An appealing presence like Scott most assuredly deserves better. 6.
While watching 12 ROUNDS I spent more time trying to read the text
messages of the person sitting in front of me in the theatre than I did
actively engaging the film's story. This
plot is a real, eye-rolling howler. Detective
Danny Fisher (Cena) manages to locate one of the world’s most
untraceable and dangerous terrorist minds, Mile Jackson (Aidan Gillen),
but in the process of initially capturing Fisher he inadvertently kills
the terrorist’s girlfriend. Big
mistake. Flash forward a year and the terrorist has escaped from
prison and has now kidnapped Fischer’s girlfriend (Scott) and now forces
Fisher to play a 12 round game of cat 'n mouse that, if Fisher wins, will
result in his girlfriend’s safe return.
Okay...reality
check time. Why this madmen would simply not just blow up Fisher and
his girlfriend to kingdom come while in their home is beyond me, but the
film goes to incredulous and ridiculous levels to show how far the
terrorist goes to in order to enact his revenge.

^^^^^^^^^^^^^^^^

**Things to do:**
a - According to the review of 12 ROUNDS, which actor plays the terrorist?
b - Repeat the passage of the 12 ROUNDS review from "An appealing presence" up to and including "girlfriend’s safe return.".
c - Continue the review of 12 ROUNDS with the next part, starting after its last sentence.
The lines after this point come from a different source.

**Recorded data:**
^^^^^^^^^^^^^^^^

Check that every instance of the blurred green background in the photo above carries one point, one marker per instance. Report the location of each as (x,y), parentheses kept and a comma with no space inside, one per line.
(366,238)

^^^^^^^^^^^^^^^^

**Answers for this exercise:**
a - Aidan Gillen

b -
An appealing presence like Scott most assuredly deserves better. 6.
While watching 12 ROUNDS I spent more time trying to read the text
messages of the person sitting in front of me in the theatre than I did
actively engaging the film's story. This
plot is a real, eye-rolling howler. Detective
Danny Fisher (Cena) manages to locate one of the world’s most
untraceable and dangerous terrorist minds, Mile Jackson (Aidan Gillen),
but in the process of initially capturing Fisher he inadvertently kills
the terrorist’s girlfriend. Big
mistake. Flash forward a year and the terrorist has escaped from
prison and has now kidnapped Fischer’s girlfriend (Scott) and now forces
Fisher to play a 12 round game of cat 'n mouse that, if Fisher wins, will
result in his girlfriend’s safe return.

c -
He clearly has watched THE
DA VINCI CODE too many times. Jackson meticulously
places clues all throughout New Orleans that (a) no possible human being
hell bent on revenge would ever plot and (b) no human being chasing
the villain that planted them would be able to follow.
The longer the film progresses the more moronic and inane each
round becomes…which becomes so unintentionally hilarious that it almost
emerges a self-parody of revenge/action films - think
SAW crossed with SPEED, minus the gore, inspired action sequences, and
passably agreeable characters. Few
films flirt with imbecilic implausibility as much as 12 ROUNDS does: it
grabs absurdity in a big bear hug and bursts it at the seams. 7.
Action films are only as good as their main villains. Aidan
Gillen is a fine actor, but he never once carves a niche for himself in 12
ROUNDS as an even modestly intriguing and scary villain.
There is never once a scene where he comes across as a memorably
imposing and ruthlessly conveying villain in the classic DIE HARD-ian mould
(which the film pathetically is aiming for at times).
The sheer groan-inducing dialogue he is forced to repeatedly spew,
not to mention the head-shaking insanity of the underlining plot,
certainly does not assist his performance.
By the time Cena has his way with him in the end you don't get a
sense of cathartic satisfaction…you more or less feel completely
relieved that the film will be over soon to allow you to get on with your
life.. 8.
Setting this film in New Orleans is somewhat offensive in itself. This
part bothered me more than I thought.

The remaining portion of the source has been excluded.